Can you duplicate everything in the post on Bering Strait sea ice from "Tuesday, March 12, 2019" down to "of the Arctic.", word for word?

Extracted text:
begin

Tuesday, March 12, 2019

In the Middle of Winter, Bering Strait Sea Ice Is Disappearing

In the last week there has been a flurry of articles on the Bering and Chukchi sea ice or lack thereof with almost all of them, including this from Bloomberg, mentioning the warmer temperatures and storms that helped bring the ice to a 150-year low in that part of the Arctic.

Most of the stories don't mention what really makes this action stick out, the Arctic ice sheet as a whole seems to be recovering from the post-1979 lowest volume measurements recorded earlier in this decade with the sheet this year over 500K square kilometers larger than last year's extent and gradually thickening.

Since we first mentioned the Bering/Chukchi anomaly on Feb. 28 (top center in this view):

http://ocean.dmi.dk/arctic/icethickness/anim/plots_uk/CICE_combine_thick_SM_EN_20190227.png

the Bering sea ice is almost completely gone on the Alaskan side south of the Seward Peninsula, which along with it's Russian counterpart, the Chukchi Peninsula marks the narrowest portion of the Bering Strait:

However, there is something even more concerning going on that these articles don't discuss.
We'll try to get to that this week.

end

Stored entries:

begin

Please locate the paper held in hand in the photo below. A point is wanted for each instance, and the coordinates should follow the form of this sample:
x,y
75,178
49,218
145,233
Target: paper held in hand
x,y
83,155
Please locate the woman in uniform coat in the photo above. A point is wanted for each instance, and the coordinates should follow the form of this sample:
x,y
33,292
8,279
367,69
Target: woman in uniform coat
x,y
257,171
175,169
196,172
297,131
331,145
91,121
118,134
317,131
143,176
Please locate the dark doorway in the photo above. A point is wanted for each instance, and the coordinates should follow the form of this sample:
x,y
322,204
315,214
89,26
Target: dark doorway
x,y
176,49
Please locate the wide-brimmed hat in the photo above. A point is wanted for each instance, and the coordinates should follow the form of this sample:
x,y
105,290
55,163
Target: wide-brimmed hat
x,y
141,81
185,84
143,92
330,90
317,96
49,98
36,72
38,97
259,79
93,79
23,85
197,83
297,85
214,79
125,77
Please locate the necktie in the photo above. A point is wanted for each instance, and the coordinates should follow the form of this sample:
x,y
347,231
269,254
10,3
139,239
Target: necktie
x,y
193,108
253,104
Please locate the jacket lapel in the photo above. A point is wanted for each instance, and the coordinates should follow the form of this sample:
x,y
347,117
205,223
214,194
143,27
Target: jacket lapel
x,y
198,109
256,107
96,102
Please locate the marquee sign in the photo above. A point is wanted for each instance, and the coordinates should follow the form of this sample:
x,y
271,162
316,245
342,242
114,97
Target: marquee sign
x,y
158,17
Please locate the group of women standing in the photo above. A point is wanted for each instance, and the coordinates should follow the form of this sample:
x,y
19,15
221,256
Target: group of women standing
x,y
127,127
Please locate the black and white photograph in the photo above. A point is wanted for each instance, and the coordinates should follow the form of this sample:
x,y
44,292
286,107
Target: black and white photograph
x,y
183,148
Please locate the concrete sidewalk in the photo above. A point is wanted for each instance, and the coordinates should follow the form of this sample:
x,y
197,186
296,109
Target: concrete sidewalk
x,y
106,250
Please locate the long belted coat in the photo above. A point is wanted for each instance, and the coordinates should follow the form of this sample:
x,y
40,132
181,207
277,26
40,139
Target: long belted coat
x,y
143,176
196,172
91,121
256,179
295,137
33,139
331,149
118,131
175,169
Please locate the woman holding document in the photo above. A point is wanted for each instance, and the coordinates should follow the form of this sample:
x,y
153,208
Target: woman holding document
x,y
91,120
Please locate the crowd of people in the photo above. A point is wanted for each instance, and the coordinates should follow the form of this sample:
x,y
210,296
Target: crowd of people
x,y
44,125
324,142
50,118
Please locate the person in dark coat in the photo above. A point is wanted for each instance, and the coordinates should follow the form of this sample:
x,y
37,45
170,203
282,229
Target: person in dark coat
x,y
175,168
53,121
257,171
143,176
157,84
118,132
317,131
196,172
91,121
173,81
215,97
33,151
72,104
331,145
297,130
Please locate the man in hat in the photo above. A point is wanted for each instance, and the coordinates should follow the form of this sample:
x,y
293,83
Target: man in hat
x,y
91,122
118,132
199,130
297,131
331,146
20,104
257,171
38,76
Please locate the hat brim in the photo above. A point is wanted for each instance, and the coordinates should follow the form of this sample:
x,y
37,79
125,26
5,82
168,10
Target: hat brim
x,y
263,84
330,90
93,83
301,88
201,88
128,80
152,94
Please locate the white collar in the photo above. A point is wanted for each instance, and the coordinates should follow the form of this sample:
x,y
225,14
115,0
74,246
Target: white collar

end

Response to this task:
Tuesday, March 12, 2019

In the Middle of Winter, Bering Strait Sea Ice Is Disappearing

In the last week there has been a flurry of articles on the Bering and Chukchi sea ice or lack thereof with almost all of them, including this from Bloomberg, mentioning the warmer temperatures and storms that helped bring the ice to a 150-year low in that part of the Arctic.